------ SOURCE PASSAGE ------

The Trust shall not be liable for any indirect, incidental, special or consequential losses or damages of any kind whatsoever (including but not limited to lost profits) even if the Trust has been advised of the likelihood of such loss or damage and regardless of the form of action, except when the Trust is required to indemnify Equitable pursuant to this Agreement.

 

Section 12(a)(iv) of the Registrant’s Global Custody Agreement states:

 

(A) Customer shall indemnify and hold Bank and its directors, officers, agents and employees (collectively the “Indemnitees”) harmless from and against any and all claims, liabilities, losses, damages, fines, penalties, and expenses, including out-of-pocket and incidental expenses and legal fees (“Losses”)

 

C-28


that may be incurred by, or asserted against, the Indemnitees or any of them for following any instructions or other directions upon which Bank is authorized to rely pursuant to the terms of this Agreement. (B) In addition to and not in limitation of the preceding subparagraph, Customer shall also indemnify and hold the Indemnitees and each of them harmless from and against any and all Losses that may be incurred by, or asserted against, the Indemnitees or any of them in connection with or arising out of Bank’s performance under this Agreement, provided the Indemnitees have not acted with negligence or engaged in willful misconduct. (C) In performing its obligations hereunder, Bank may rely on the genuineness of any document which it reasonably believes in good faith to have been validly executed.

------

_JOBS:_
- A) Rewrite the indemnification passage from "The Trust shall" up to and including "to this Agreement.", changing "Equitable" to "the Adviser".
- B) For each statement, say whether the indemnification passage supports it (yes or no), and quote the words that decide it. (i) Under subparagraph (B), the Customer's added indemnity depends on the Indemnitees not having acted with negligence or engaged in willful misconduct. (ii) The Trust becomes liable for lost profits once it has been advised that such a loss is likely. (iii) Bank may rely on any document at all, whether or not it believes the document was validly executed.
- C) Take the indemnification passage further, starting after its final sentence.

------ DATA PROVIDED ------

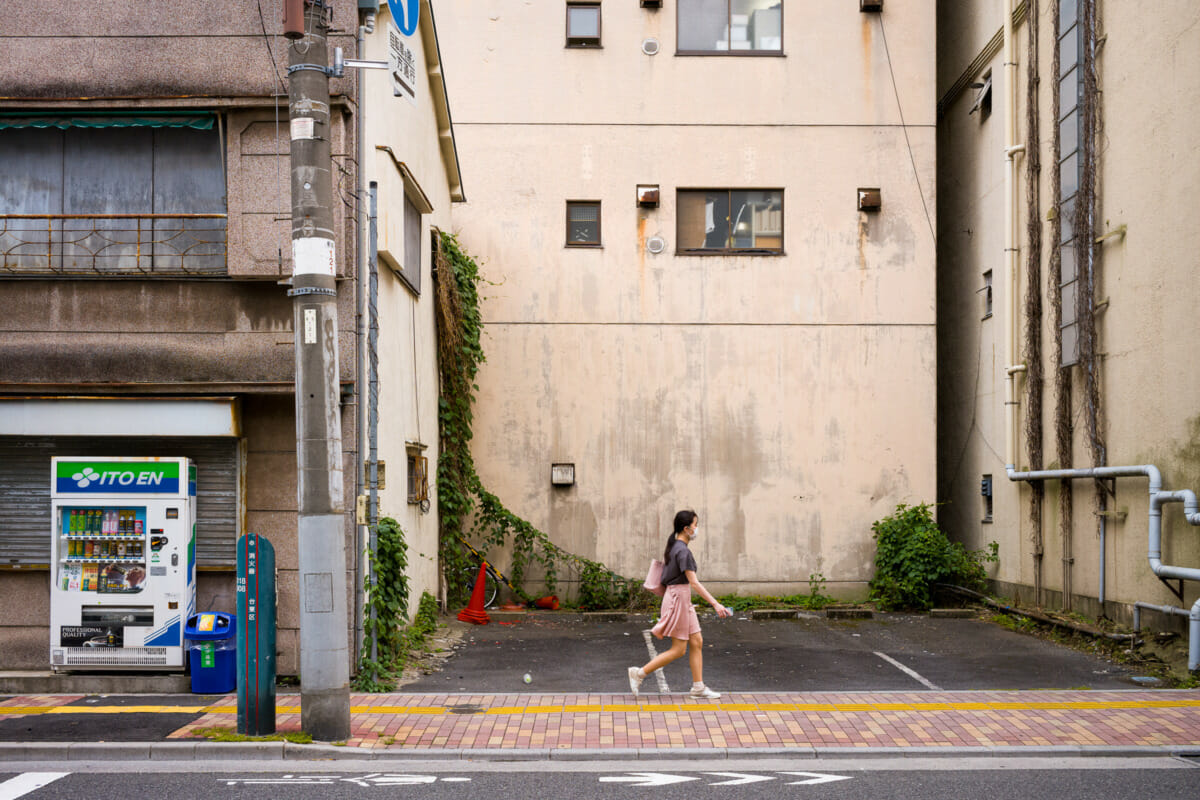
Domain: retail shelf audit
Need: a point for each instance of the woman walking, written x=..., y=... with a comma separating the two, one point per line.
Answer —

------

_RESULTS BY TASK:_
- A)
The Trust shall not be liable for any indirect, incidental, special or consequential losses or damages of any kind whatsoever (including but not limited to lost profits) even if the Trust has been advised of the likelihood of such loss or damage and regardless of the form of action, except when the Trust is required to indemnify the Adviser pursuant to this Agreement.

- B)
(i) Yes: "provided the Indemnitees have not acted with negligence or engaged in willful misconduct."
(ii) No: "shall not be liable for any indirect, incidental, special or consequential losses or damages of any kind whatsoever (including but not limited to lost profits) even if the Trust has been advised of the likelihood of such loss or damage"
(iii) No: "Bank may rely on the genuineness of any document which it reasonably believes in good faith to have been validly executed."

- C)
UNDERTAKING

 

Insofar as indemnification for liability arising under the Securities Act of 1933 (the “Act”) may be permitted to trustees, officers and controlling persons of the Registrant pursuant to the foregoing provisions, or otherwise, the Registrant has been advised that in the opinion of the Securities and Exchange Commission such indemnification is against public policy as expressed in the Act and is, therefore, unenforceable. In the event that a claim for indemnification against such liabilities (other than the payment by the Registrant of expenses incurred or paid by a trustee, officer or controlling person of the Registrant in the successful defense of any action, suit or proceeding) is asserted by such trustee, officer or controlling person in connection with the securities being registered, the Registrant will, unless in the opinion of its counsel the matter has been settled by controlling precedent, submit to a court of appropriate jurisdiction the question whether such indemnification by it is against public policy as expressed in the Act and will be governed by the final adjudication of such issue.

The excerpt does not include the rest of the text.